### Text to read
○ ○ ○ ○

All:

We have thus far been unable to reproduce the following application
behavior when running outside of gdb running inside emacs.  Therefore, I
am starting with this list for suggestions on how to proceed.



The high level description of the problem is this:  At times, when
running an application that (a) opens many sockets (b) receives
relatively high rates of traffic on those sockets (c) eventually has
many threads running [50+] and (d) mallocs several large blocks of
memory, some up to 500M or 1G ... the application will "hang" for long
periods inside memset(0) of one of those memory blocks.  It is not clear
that (a-c) are relevant, since the behavior is often exhibited in an
initialization thread ahead of starting the sockets.

The slow memset() happens most or more often when running gdb inside
emacs.  C-c C-c will take 30sec+ and sometimes up to several minutes to
return to the (gdb) prompt, and the machine will be generally slow for
some period of time during/after this.  We do not see evidence of
virtual memory paging but we are not certain we are looking in all the
right places -- hints appreciated.

○ ○ ○ ○

### Information provided
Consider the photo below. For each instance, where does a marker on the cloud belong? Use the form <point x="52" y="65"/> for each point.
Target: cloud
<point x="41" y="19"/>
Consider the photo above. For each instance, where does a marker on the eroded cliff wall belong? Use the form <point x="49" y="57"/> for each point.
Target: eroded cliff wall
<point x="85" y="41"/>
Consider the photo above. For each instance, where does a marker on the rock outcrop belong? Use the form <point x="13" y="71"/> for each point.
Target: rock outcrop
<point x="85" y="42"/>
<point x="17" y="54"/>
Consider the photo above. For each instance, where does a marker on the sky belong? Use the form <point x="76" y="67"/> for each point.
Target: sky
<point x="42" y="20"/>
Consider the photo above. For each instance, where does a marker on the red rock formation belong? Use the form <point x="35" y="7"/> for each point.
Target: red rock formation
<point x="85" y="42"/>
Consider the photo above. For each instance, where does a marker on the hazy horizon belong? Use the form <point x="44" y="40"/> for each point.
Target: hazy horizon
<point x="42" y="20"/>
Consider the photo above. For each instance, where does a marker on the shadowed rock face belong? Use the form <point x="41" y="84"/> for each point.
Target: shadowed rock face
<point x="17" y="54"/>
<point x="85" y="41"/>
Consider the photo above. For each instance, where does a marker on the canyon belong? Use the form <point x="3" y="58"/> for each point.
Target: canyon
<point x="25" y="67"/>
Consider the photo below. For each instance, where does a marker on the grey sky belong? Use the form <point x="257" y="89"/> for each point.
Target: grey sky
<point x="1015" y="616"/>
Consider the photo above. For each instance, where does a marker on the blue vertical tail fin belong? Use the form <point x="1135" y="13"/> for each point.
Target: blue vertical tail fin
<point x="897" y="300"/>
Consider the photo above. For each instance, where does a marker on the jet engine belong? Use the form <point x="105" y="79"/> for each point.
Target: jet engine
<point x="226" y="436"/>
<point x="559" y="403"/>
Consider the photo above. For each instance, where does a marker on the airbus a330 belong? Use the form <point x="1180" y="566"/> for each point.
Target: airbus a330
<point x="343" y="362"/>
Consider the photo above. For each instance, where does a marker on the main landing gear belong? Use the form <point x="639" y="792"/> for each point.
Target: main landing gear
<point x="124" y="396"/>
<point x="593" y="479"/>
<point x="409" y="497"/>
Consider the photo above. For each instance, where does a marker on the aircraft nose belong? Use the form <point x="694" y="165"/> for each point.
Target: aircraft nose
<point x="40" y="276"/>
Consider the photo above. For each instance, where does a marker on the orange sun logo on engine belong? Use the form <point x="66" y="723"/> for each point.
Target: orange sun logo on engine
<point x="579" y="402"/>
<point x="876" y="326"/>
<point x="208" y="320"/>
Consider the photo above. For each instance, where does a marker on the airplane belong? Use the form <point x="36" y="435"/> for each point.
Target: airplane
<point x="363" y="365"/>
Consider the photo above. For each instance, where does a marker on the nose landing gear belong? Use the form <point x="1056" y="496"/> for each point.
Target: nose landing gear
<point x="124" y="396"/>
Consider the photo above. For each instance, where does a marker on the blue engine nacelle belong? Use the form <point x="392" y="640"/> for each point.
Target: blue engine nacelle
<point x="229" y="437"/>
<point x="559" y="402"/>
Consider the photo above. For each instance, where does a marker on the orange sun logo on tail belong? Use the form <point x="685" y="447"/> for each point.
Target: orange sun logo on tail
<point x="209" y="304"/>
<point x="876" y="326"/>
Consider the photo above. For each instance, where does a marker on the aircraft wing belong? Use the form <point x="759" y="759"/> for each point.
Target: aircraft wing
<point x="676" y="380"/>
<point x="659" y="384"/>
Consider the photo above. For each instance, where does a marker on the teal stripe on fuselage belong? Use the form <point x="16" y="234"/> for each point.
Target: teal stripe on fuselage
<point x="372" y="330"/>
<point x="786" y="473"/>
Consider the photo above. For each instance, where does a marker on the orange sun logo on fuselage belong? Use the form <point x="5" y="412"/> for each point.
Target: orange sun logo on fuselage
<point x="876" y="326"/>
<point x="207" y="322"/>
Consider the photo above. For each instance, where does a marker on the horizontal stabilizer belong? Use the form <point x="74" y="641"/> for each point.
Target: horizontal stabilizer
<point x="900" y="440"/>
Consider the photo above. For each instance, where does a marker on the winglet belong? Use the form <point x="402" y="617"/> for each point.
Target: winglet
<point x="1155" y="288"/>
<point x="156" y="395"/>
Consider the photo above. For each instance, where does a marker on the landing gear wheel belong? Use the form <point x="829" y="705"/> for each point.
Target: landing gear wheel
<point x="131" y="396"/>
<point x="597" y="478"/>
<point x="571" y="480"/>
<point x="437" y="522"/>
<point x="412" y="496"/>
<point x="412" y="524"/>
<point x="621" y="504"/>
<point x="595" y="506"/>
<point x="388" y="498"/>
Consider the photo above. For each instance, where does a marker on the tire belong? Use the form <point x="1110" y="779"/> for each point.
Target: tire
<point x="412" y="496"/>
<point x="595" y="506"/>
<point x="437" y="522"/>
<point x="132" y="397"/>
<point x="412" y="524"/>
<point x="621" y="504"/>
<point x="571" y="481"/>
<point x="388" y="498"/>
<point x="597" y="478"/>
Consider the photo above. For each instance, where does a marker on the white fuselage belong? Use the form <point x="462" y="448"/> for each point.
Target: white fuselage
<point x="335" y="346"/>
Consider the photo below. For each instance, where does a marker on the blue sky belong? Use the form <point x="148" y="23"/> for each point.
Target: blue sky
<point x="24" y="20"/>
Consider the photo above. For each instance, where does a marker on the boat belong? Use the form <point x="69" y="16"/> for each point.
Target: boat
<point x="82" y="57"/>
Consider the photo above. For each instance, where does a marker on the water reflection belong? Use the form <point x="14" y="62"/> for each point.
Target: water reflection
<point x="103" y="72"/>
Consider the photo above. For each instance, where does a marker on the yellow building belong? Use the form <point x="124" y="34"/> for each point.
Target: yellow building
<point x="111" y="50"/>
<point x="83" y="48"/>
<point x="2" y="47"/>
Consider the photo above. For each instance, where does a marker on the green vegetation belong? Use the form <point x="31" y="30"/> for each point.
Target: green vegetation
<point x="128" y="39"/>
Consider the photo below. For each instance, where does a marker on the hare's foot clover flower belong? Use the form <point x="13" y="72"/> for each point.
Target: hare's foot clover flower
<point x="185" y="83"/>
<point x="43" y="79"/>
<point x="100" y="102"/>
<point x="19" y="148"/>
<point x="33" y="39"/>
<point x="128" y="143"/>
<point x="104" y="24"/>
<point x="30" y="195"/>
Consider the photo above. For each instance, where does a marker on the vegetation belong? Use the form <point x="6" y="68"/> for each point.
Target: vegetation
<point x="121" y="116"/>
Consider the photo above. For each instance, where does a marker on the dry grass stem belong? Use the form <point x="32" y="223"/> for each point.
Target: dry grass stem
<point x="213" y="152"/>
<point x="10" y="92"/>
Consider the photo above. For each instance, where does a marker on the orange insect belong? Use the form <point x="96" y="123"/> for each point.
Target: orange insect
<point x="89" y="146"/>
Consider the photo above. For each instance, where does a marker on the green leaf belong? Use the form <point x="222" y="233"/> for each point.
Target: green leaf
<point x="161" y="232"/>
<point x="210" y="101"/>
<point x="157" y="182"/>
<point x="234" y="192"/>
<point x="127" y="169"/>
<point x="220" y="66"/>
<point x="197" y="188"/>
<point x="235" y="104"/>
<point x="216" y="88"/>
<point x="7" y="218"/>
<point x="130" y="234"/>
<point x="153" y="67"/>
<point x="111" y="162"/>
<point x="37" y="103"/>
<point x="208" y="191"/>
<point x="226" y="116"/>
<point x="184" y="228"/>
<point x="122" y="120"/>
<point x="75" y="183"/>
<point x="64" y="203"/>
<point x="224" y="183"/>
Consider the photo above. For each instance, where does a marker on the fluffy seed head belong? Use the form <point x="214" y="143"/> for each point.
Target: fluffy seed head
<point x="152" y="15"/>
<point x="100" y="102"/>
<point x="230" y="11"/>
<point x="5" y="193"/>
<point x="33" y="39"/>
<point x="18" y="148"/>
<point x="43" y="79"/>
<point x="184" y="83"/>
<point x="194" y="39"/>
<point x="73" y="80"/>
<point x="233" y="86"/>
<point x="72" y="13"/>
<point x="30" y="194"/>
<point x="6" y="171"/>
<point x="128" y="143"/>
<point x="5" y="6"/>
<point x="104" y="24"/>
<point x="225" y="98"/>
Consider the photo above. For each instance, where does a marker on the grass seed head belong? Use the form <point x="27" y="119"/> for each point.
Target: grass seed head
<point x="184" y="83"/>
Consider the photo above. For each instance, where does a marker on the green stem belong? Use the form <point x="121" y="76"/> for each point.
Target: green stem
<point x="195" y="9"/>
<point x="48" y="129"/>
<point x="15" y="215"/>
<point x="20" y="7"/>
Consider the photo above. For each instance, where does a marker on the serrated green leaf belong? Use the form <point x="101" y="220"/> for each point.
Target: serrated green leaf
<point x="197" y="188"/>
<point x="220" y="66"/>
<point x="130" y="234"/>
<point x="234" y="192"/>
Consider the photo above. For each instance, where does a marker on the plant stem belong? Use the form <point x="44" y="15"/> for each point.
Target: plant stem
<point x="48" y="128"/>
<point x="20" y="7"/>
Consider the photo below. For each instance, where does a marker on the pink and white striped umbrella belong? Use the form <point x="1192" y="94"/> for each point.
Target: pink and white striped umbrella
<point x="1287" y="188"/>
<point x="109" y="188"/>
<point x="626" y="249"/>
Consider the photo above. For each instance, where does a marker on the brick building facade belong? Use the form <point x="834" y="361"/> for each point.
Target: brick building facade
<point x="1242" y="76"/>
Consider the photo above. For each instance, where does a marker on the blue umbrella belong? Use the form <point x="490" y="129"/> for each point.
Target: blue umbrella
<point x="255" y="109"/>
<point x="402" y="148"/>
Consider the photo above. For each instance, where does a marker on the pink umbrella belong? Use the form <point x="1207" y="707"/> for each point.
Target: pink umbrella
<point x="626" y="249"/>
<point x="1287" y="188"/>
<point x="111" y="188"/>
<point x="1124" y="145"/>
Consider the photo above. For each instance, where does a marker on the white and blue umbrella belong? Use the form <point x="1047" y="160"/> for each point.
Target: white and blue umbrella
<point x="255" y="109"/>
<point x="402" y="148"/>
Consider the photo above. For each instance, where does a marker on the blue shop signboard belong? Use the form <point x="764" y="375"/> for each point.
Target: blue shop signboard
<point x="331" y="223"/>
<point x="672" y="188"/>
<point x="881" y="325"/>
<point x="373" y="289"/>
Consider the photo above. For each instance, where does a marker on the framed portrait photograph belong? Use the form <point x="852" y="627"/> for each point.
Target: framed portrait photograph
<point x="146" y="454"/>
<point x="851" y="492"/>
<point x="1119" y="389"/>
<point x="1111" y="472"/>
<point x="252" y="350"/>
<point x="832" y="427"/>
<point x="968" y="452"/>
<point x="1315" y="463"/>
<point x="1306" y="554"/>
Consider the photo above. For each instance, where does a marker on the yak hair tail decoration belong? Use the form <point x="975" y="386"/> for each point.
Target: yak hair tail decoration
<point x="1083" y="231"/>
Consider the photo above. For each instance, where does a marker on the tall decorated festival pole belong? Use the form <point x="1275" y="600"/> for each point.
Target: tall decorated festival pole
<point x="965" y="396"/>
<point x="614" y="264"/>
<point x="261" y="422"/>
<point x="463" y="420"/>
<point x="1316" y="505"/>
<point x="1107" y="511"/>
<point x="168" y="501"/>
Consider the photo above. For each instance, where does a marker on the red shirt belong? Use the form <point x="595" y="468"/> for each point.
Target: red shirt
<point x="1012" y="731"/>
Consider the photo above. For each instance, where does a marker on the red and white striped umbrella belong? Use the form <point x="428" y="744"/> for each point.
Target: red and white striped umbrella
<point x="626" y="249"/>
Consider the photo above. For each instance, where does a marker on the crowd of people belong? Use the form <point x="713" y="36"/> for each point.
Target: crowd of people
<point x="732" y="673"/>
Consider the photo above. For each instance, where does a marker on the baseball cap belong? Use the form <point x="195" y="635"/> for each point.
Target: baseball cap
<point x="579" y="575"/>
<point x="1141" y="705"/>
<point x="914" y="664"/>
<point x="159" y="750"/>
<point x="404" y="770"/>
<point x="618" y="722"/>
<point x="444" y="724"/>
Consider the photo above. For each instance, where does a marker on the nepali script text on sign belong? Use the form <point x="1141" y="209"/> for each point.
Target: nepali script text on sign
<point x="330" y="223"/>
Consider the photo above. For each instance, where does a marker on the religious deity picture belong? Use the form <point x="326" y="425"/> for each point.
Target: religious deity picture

○ ○ ○ ○

### Written request
Please pick up the mailing-list post about the slow memset() hang under gdb and continue it, starting right after its last sentence.

### Task output
The problem occurs both within stock gdb and within a gdb patched to
with this patch: 
http://sourceware.org/ml/gdb-patches/2010-04/msg00466.html.  The version
strings are respectively:

GNU gdb (Ubuntu/Linaro 7.2-1ubuntu11) 7.2
GNU gdb (GDB) 7.2

Invariably, if breaking via C-c C-c we end up with the program counter
*inside* memset, which causes me to suspect that some kind of overactive
page fault situation is occurring, and that this is drastically slowing
the machine.

We have seen references to problems with memset when crossing 2G
boundaries, but this is a 64bit box with 33G of ram, so I would have
thought this is not a problem.  Further, the reference seems to be to
introduce pointers mapped to userland from a driver, which is not the
case here: 
http://lists.kernelnewbies.org/pipermail/kernelnewbies/2011-February/000760.html

Another reference, which implicates MCFG ACPI table problems
(http://lists.us.dell.com/pipermail/linux-precision/2011-February/001503.html
and https://bugzilla.redhat.com/show_bug.cgi?id=581933) also seems
unrelated, as booting with pci=nommconf does not help.

I am addressing gdb to start with because this intermittent problem does
not seem to occur outside of gdb.  My thought is that when running
inside both emacs and gdb we end up mapped into an area of physical
memory that exhibits a problem at the kernel level.  However, I am not
entirely sure whether gdb could be receiving any signals or be otherwise
interposed in the memory allocation and subsequent walk of those bytes
by memset().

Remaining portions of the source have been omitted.